Exercise goal:
Format the records below as a two-column CSV with the headers text and answer, one row per record. Begin at the line that has "tag on fruit?" and stop after the line that has "[[[305,40],[305,54],[323,54],[323,17],[320,17]]]". Put each record's text and its answer in one quoted field each, with line breaks replaced by spaces.

Provided material:
=======
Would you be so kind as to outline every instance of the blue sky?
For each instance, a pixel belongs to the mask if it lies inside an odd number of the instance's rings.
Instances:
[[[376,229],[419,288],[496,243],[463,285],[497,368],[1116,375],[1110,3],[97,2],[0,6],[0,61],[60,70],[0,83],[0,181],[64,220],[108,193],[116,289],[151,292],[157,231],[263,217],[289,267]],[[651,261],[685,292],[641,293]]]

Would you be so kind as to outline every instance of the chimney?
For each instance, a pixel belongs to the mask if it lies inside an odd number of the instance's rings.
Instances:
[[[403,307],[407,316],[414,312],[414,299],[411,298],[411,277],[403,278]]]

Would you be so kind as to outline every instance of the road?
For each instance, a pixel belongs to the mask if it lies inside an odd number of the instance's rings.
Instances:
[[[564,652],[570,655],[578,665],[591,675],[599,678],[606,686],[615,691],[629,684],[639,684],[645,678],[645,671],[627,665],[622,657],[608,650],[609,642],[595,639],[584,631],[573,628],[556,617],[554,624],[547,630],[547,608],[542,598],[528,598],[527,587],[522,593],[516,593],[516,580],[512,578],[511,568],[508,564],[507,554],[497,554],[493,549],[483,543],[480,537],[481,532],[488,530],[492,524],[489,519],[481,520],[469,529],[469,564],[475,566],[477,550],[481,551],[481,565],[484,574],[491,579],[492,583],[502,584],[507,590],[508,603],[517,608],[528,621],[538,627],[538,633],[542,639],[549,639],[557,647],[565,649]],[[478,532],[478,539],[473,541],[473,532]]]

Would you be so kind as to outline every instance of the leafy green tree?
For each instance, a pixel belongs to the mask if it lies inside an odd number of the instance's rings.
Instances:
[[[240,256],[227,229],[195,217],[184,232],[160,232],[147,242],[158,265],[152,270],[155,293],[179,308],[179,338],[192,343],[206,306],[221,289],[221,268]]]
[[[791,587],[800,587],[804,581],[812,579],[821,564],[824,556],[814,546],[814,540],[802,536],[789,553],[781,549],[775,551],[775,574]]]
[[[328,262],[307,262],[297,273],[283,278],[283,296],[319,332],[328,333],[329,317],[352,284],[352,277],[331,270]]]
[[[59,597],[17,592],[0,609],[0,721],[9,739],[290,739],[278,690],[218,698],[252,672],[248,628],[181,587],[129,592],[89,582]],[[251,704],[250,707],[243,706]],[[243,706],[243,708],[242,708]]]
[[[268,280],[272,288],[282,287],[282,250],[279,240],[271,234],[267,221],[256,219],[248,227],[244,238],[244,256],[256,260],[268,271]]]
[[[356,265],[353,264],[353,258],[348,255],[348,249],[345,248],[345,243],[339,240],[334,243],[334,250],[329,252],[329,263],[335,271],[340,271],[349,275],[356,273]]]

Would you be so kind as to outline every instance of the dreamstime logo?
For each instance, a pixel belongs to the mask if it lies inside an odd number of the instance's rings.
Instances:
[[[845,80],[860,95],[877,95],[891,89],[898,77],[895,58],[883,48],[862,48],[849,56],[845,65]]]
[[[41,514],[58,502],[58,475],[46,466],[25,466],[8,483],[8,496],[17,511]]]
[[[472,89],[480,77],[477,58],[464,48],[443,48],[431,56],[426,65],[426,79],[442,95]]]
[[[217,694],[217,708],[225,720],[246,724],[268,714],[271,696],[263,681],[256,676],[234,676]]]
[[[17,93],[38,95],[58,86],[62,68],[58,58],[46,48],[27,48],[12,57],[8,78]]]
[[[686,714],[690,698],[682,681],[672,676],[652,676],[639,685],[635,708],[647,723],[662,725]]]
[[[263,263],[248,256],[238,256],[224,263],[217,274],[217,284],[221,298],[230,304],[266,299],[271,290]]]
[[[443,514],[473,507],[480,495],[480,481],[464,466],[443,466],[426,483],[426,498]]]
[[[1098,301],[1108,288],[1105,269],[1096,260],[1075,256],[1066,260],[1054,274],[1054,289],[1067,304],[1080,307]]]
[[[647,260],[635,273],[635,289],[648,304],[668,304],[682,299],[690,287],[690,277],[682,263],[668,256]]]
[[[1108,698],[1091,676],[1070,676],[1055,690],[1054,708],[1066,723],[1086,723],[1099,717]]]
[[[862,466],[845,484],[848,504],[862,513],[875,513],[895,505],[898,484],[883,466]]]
=======
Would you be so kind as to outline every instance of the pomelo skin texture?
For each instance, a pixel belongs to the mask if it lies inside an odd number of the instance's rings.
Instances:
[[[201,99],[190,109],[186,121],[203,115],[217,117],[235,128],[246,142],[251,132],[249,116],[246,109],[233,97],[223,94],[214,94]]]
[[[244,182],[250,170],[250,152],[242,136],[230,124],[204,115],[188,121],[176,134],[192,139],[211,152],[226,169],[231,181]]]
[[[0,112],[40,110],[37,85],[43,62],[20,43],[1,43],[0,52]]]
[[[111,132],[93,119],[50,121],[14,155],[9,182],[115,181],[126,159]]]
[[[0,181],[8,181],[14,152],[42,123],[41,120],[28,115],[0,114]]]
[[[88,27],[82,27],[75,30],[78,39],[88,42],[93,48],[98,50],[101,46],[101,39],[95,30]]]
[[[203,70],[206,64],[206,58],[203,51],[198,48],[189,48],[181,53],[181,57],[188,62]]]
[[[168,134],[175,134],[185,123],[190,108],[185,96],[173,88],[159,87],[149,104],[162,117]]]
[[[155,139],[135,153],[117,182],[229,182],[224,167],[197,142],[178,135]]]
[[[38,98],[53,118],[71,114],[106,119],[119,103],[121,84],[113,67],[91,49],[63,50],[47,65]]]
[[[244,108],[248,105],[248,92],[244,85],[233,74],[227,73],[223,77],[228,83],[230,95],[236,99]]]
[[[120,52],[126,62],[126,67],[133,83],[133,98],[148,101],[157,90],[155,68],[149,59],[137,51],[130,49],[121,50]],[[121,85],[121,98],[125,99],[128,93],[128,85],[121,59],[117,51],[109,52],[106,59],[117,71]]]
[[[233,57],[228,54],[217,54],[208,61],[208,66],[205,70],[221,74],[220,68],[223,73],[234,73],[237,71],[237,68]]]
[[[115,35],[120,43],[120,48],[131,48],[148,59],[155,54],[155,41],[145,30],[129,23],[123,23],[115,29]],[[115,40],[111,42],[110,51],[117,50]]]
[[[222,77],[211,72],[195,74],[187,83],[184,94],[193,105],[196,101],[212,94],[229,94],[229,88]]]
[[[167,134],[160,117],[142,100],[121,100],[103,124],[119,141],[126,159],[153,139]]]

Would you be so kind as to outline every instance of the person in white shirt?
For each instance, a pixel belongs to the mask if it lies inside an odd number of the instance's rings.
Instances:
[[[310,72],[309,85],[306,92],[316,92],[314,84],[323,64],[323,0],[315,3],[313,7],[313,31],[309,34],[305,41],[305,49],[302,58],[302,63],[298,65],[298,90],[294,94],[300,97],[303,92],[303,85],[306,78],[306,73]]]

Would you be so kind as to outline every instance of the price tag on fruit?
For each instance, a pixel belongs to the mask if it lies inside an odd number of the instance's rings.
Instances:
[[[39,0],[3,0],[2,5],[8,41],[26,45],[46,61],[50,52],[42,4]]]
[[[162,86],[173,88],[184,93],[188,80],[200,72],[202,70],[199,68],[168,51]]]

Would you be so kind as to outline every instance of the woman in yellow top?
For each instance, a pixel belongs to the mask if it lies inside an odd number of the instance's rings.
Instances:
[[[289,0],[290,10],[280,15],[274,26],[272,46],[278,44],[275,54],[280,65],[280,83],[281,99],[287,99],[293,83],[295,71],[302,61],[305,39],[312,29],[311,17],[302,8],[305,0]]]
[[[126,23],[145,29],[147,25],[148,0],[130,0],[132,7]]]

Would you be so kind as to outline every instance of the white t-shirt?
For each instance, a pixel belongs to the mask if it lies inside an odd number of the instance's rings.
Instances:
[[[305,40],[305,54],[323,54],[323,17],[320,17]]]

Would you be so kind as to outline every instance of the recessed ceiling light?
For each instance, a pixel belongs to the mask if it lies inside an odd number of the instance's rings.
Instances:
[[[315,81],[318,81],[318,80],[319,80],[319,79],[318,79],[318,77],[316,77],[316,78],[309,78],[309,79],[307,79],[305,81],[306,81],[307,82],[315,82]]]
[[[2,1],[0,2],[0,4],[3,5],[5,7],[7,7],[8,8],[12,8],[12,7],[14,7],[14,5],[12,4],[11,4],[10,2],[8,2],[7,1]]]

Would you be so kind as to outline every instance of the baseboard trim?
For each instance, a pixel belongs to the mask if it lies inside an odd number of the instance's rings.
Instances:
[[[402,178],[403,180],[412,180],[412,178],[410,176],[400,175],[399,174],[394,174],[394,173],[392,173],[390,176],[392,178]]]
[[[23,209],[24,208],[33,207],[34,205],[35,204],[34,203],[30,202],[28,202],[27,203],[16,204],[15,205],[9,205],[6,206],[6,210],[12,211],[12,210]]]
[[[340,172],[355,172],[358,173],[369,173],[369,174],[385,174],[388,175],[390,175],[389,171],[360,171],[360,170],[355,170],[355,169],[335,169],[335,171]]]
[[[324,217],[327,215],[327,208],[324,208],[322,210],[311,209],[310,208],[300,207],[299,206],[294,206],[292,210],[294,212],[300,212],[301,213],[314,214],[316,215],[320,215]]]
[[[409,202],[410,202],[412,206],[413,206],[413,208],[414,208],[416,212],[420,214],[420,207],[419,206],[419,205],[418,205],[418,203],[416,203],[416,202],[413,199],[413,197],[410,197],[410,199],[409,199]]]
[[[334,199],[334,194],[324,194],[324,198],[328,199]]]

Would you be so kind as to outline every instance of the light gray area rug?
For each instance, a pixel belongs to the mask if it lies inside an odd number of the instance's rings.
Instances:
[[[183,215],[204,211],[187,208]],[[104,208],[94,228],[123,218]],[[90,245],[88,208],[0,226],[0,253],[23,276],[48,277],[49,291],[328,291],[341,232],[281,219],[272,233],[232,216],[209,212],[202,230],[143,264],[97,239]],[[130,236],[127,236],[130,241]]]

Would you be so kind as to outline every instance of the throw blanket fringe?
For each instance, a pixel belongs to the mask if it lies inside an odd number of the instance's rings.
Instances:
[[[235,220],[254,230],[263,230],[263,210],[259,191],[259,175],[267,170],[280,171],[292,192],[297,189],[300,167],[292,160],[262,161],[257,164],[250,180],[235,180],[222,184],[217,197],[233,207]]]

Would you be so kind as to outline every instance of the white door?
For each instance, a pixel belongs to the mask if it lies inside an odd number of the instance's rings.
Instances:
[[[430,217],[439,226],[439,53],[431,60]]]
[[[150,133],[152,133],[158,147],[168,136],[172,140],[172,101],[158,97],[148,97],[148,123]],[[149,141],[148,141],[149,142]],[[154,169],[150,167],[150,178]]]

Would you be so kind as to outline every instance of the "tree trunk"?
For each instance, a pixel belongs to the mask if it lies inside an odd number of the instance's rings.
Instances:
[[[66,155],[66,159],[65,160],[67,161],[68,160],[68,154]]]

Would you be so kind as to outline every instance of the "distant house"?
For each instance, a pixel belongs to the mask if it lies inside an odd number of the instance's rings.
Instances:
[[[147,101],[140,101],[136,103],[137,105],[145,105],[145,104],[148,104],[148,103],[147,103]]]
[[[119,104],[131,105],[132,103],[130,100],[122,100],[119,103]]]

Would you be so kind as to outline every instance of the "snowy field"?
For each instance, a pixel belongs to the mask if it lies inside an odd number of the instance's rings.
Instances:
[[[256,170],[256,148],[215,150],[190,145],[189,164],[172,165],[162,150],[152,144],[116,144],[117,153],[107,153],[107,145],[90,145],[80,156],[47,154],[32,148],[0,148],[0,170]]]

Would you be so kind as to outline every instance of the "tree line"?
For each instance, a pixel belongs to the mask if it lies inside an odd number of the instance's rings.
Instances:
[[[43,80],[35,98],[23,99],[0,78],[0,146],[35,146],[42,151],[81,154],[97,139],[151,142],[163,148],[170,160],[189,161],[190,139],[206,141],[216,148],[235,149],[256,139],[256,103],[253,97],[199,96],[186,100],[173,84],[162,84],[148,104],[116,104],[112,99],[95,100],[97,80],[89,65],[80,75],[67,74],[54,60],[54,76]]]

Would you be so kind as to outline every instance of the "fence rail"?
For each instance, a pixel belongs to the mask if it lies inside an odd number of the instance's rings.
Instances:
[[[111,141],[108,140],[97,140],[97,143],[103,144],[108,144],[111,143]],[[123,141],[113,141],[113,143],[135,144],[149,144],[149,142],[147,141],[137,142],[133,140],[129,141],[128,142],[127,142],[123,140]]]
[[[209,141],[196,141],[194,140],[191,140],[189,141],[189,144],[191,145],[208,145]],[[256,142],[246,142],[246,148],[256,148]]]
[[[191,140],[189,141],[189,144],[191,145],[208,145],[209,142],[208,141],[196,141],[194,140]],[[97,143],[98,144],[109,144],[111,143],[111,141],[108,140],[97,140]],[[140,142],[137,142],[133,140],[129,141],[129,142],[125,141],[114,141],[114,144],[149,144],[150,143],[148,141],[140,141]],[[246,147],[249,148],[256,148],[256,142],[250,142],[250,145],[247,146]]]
=======
Exercise output:
text,answer
"Would you be so kind as to outline every instance of the price tag on fruit? For each instance, a pixel belongs to the mask if it lies inside an odd number of the instance's rings. Instances:","[[[39,0],[3,0],[2,5],[8,41],[26,45],[46,61],[50,52],[42,4]]] [[[162,86],[173,88],[184,93],[188,80],[200,72],[202,70],[199,68],[168,51]]]"
"Would you be so kind as to outline every instance of the woman in yellow top? For each instance, a pixel belongs to the mask if it lies inside an odd number of the instance's rings. Instances:","[[[289,0],[290,10],[280,15],[274,26],[272,46],[278,44],[275,54],[280,65],[280,83],[281,99],[287,99],[293,83],[295,71],[302,61],[305,39],[312,29],[311,17],[302,8],[305,0]]] [[[126,23],[145,29],[147,25],[148,0],[130,0],[132,7]]]"
"Would you be so kind as to outline every instance of the white t-shirt? For each instance, a pixel belongs to the mask if it lies inside an odd number of the instance's rings. Instances:","[[[305,40],[305,54],[323,54],[323,17],[320,17]]]"